START READING PASSAGE

When setting your token limits, their economics calculations likely assume that those optimizations are going to work. If you're using a different agent, you're basically underpaying for your tokens.

reply
- OR - it's about lock-in.

Build the single pane of glass everyone uses. Offer it under cost. Salt the earth and kill everything else that moves.

Nobody can afford to run alternative interfaces, so they die. This game is as old as time. Remember Reddit apps? Alternative Twitter clients?

In a few years, CC will be the only survivor and viable option.

It also kneecaps attempts to distill Opus.

reply
It’s probably a mixture of things including direct control over how the api is called and used as pointed out above and giving a discount for using their ecosystem. They are in fact a business so it should not surprise anyone they act as one.
reply
It might well be a mixture, but 95% of that mixture is vendor lock in. Same reason they don't support AGENTS.md, they want to add friction in switching.
reply
They can try add as much as friction they want. A simple rename in the files and directories like .claude makes the thing work to move out of CC.

It’s not like moving from android to iOS.

END READING PASSAGE

### TASK LIST
(a) Answer these questions about the forum thread, one answer per line, marked to match:
(i) Which two examples of alternative interfaces that died does the thread name?
(ii) Which file does one reply say they don't support?
(iii) What simple step does the last reply say makes things work for moving out of CC?
(b) Reproduce the part of the forum thread between "Build the single" and "act as one.", inclusive.
(c) Write what comes next in the forum thread on token pricing and lock-in, starting after its last sentence.

START LISTED ENTRIES

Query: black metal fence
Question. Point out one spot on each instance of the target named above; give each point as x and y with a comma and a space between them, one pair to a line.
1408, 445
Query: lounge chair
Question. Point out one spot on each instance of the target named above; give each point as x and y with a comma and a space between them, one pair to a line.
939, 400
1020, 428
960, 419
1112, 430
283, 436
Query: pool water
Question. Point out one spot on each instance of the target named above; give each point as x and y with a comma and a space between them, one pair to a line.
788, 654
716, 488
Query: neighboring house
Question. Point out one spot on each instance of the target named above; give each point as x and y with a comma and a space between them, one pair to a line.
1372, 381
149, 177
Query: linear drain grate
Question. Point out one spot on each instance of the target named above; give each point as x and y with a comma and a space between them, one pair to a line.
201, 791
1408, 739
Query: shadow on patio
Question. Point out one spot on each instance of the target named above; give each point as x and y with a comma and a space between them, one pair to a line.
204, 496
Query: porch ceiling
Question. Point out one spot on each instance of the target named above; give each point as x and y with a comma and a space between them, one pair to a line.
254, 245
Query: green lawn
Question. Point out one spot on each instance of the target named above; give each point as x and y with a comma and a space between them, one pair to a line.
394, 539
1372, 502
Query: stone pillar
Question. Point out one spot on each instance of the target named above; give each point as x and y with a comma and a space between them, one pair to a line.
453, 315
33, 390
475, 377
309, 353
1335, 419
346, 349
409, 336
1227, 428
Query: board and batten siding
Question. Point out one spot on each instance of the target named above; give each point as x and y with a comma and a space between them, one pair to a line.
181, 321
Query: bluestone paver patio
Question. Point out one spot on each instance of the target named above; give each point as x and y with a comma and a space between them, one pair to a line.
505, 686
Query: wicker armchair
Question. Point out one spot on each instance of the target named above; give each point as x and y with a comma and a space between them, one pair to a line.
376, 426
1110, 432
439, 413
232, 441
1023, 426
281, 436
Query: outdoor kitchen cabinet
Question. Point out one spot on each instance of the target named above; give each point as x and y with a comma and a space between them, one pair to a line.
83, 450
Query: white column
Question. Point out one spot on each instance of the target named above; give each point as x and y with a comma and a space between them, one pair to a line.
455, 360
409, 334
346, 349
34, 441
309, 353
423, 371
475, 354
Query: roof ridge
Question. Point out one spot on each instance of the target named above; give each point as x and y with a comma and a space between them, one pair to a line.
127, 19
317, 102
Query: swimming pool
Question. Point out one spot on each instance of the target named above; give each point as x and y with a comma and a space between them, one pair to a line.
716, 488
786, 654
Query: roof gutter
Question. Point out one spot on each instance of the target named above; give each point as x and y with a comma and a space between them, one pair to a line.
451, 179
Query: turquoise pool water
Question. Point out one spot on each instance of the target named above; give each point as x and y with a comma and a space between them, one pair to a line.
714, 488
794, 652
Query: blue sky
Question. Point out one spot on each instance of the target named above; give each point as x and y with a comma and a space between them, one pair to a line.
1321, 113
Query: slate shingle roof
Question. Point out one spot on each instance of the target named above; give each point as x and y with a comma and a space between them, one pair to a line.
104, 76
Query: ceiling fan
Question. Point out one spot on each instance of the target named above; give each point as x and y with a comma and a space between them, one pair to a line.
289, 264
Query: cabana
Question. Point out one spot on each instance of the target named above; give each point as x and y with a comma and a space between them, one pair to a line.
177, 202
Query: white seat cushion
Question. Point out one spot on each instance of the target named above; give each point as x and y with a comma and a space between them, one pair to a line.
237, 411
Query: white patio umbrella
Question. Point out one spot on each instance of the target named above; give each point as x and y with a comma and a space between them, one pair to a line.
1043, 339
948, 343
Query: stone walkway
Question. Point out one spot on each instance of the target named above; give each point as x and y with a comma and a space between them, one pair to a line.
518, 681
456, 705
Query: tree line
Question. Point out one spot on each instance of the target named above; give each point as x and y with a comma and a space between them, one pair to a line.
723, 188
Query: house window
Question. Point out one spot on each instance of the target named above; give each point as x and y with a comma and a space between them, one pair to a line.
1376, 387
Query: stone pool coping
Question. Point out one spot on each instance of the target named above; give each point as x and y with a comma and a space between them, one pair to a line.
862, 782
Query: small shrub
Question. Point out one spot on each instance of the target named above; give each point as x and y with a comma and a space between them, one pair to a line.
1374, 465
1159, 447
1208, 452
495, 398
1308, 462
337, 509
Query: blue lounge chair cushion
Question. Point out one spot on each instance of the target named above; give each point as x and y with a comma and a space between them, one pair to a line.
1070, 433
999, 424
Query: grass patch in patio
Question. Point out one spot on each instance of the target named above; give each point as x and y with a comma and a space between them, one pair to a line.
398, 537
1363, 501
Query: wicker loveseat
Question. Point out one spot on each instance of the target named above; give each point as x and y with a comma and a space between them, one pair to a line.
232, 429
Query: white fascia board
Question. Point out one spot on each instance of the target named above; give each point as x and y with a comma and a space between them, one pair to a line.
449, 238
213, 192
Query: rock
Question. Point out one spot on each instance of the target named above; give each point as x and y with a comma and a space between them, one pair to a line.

END LISTED ENTRIES
START LISTED ENTRIES

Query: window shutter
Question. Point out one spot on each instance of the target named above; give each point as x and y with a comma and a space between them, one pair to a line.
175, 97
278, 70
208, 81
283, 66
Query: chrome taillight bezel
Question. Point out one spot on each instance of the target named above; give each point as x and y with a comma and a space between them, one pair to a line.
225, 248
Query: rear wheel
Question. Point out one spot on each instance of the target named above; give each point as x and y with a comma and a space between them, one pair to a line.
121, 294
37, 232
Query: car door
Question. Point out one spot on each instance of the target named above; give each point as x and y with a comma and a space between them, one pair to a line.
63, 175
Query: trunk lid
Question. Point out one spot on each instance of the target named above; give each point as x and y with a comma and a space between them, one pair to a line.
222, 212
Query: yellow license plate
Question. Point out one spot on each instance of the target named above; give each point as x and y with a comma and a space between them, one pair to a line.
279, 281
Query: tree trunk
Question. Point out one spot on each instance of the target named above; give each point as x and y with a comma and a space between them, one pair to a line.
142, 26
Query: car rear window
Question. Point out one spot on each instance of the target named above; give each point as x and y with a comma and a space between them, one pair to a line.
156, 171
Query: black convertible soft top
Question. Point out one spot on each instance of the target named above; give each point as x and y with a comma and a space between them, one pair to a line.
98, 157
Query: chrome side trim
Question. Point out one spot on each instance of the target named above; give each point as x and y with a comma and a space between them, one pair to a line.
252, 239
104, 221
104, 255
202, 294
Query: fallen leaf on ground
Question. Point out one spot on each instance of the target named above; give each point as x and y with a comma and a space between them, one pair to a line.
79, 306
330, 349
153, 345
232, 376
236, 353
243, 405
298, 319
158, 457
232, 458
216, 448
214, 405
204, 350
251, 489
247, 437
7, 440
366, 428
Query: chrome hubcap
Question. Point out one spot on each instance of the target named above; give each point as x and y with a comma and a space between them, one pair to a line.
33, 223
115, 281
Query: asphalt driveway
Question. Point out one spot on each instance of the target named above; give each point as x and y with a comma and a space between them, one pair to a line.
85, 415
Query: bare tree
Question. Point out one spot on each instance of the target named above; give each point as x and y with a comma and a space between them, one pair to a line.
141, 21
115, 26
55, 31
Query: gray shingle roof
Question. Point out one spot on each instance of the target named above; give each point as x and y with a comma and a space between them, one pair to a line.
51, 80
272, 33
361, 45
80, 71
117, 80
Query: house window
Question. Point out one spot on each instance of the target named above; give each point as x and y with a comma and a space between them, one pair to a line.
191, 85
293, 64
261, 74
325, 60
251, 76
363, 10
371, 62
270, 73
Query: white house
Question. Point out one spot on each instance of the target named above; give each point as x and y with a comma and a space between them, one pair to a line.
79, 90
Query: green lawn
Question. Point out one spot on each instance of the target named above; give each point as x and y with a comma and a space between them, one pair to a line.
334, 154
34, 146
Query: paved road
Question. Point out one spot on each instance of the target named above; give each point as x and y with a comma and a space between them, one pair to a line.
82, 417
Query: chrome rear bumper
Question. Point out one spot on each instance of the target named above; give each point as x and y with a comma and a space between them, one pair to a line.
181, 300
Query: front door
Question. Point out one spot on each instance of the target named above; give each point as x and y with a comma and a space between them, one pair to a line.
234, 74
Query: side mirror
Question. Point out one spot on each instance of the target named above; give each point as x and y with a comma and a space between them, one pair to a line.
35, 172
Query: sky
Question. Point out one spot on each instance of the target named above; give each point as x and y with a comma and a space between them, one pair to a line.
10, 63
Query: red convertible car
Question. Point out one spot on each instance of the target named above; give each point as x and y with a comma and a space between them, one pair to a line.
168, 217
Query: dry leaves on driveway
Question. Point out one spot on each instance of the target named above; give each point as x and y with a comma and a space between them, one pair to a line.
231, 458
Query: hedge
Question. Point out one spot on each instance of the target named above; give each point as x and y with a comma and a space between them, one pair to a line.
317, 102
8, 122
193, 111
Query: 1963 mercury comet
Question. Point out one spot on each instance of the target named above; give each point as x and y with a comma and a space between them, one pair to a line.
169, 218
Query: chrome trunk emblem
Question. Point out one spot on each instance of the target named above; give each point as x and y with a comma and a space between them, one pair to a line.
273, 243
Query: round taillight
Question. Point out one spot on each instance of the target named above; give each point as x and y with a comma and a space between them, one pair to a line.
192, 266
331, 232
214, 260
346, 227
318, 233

END LISTED ENTRIES
START LISTED ENTRIES

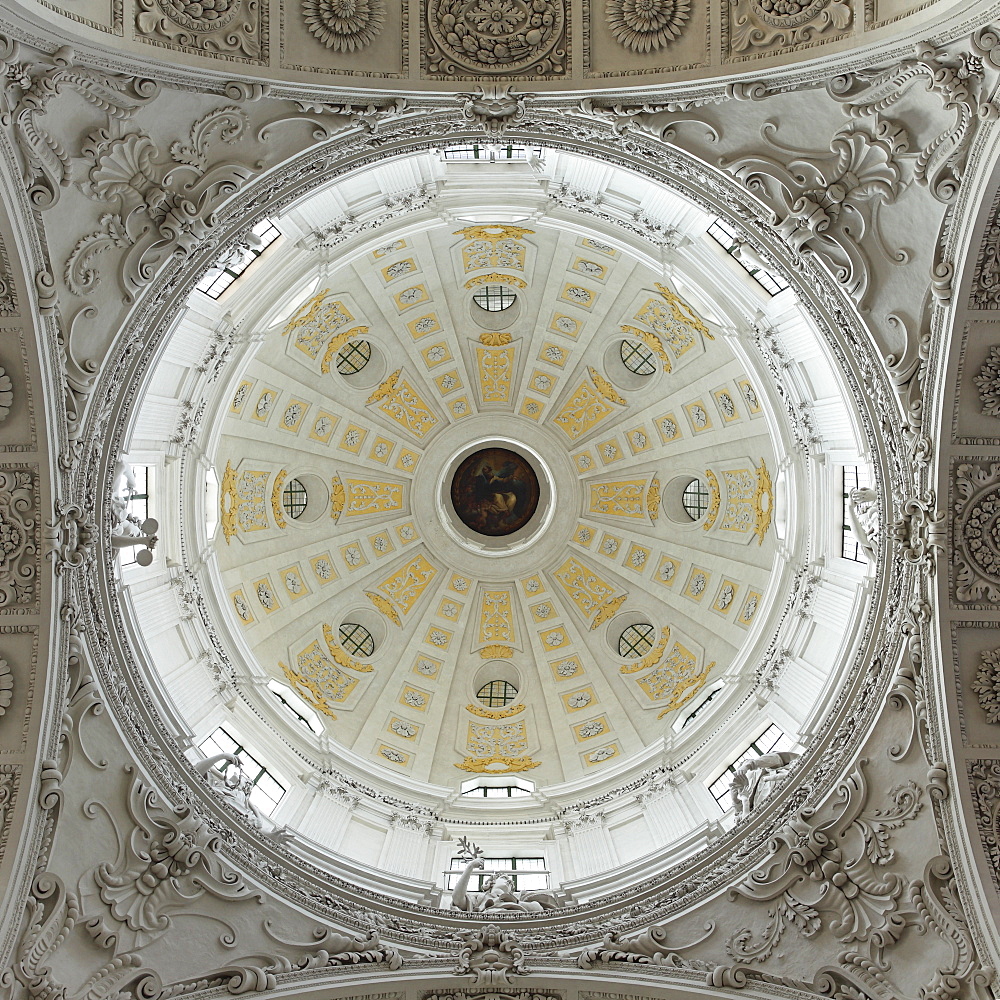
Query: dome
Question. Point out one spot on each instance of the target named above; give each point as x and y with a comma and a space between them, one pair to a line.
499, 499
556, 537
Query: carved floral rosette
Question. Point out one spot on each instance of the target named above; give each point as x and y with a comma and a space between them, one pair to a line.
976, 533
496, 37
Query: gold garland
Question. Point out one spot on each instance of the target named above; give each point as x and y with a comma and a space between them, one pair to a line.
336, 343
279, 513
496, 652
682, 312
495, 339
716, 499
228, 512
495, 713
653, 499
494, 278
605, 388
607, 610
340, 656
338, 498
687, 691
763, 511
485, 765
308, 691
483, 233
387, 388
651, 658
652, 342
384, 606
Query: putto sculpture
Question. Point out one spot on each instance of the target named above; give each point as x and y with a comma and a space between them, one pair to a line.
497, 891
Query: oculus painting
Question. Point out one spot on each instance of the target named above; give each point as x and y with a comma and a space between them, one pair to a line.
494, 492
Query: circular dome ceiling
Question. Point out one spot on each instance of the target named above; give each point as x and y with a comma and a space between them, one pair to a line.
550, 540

END LISTED ENTRIES

### LIST OF ANSWERS
(a)
(i) Reddit apps and alternative Twitter clients
(ii) AGENTS.md
(iii) A simple rename in the files and directories like .claude

(b)
Build the single pane of glass everyone uses. Offer it under cost. Salt the earth and kill everything else that moves.

Nobody can afford to run alternative interfaces, so they die. This game is as old as time. Remember Reddit apps? Alternative Twitter clients?

In a few years, CC will be the only survivor and viable option.

It also kneecaps attempts to distill Opus.

reply
It’s probably a mixture of things including direct control over how the api is called and used as pointed out above and giving a discount for using their ecosystem. They are in fact a business so it should not surprise anyone they act as one.

(c)
reply
You'd be surprised how effective small bits of friction are.
reply
If it was lock in they wouldn't make it absolutely trivial to change inference providers in Claude Code.
reply
It's very straightforward to instrument CC under tmux with send-keys and capturep. You could easily use that for distillation, IMO. There are also detailed I/O logs.
reply
[dead]
reply
Subscription = token that requires refreshing 1-2x/day, and you get the freedom to use your subscription-level usage amount any way you want.

API = way more expensive, allowed to use on your terms without anthropic hindering you.

reply
Also, Subscription: against the TOS of Claude Code, need to spoof a token and possibly get banned due to it.
reply
Anthropic has an API, you can use any client but they charge per input/output/cache token.

One-price-per-month subscriptions (Claude Code Pro/MAX @ $20/$100/$200 a month) use a different authentication mechanism, OAUTH. The useful difference is you get a lot more inference than you can for the same cost using the API but they require you to use Claude Code as a client.

Some clients have made it simple to use your subscription key with them and they are getting cease and desist letters.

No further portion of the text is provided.